Pictures aside, quote the whole listing exactly.

**Exercise input:**
◇ ◇ ◇
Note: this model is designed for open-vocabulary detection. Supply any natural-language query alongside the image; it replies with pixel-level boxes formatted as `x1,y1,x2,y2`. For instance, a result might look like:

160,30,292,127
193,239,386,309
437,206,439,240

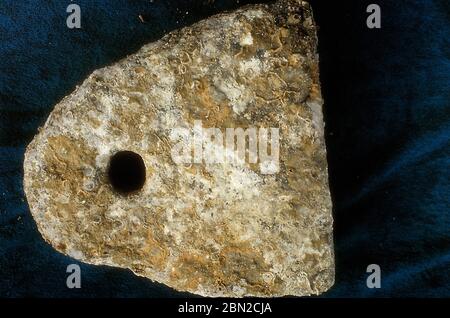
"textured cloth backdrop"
0,0,449,297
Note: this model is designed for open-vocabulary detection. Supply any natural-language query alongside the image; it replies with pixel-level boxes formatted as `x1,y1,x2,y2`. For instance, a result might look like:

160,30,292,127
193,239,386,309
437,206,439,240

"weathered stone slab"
24,0,334,297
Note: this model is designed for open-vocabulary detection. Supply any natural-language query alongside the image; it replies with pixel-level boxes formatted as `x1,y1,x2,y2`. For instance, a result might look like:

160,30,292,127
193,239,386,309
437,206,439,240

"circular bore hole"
108,151,146,195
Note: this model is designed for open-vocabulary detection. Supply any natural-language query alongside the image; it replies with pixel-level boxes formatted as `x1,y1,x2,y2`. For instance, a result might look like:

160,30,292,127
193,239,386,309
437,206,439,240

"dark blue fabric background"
0,0,449,297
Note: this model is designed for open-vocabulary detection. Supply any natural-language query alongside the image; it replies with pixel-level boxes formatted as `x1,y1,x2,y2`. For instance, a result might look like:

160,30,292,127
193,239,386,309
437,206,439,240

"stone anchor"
◇ ◇ ◇
**Written solution:**
Note: this model is designed for open-vocabulary detection. Supply any natural-language query alongside the image; it replies with pixel-level boxes formatted as `x1,y1,x2,y2`. For instance, a result might look like:

160,30,292,127
193,239,386,309
437,206,439,240

"textured cloth backdrop"
0,0,449,297
Note: this model is designed for open-vocabulary detection. Supply any natural-language query alongside the image; it replies with pixel-level boxes formatted as `x1,y1,x2,y2`. For instance, a result might look like:

160,30,292,127
193,239,386,309
437,206,439,240

"weathered stone slab"
24,0,334,297
Note: this model is designed for open-vocabulary detection. Supply any natural-language query alongside the image; it replies with pixel-level boxes formatted as `x1,y1,x2,y2`. For instance, a result might look like:

160,30,292,127
193,239,386,309
437,206,439,240

"circular bore hole"
108,151,146,195
Note: this model is designed for open-vocabulary detection. Supply any natural-language query alongside the image; it replies with pixel-level boxes formatted as `x1,y1,x2,y2`. For instance, a result might look like:

160,30,292,127
193,239,386,309
437,206,439,240

"dark blue fabric background"
0,0,449,297
Note: this model is designed for open-vocabulary detection. Supply any natural-language query alongside the image; it replies with pixel-level boxes formatted as `x1,y1,x2,y2`. For instance, a result might look like:

160,30,292,127
193,239,386,309
437,206,439,240

"stone anchor"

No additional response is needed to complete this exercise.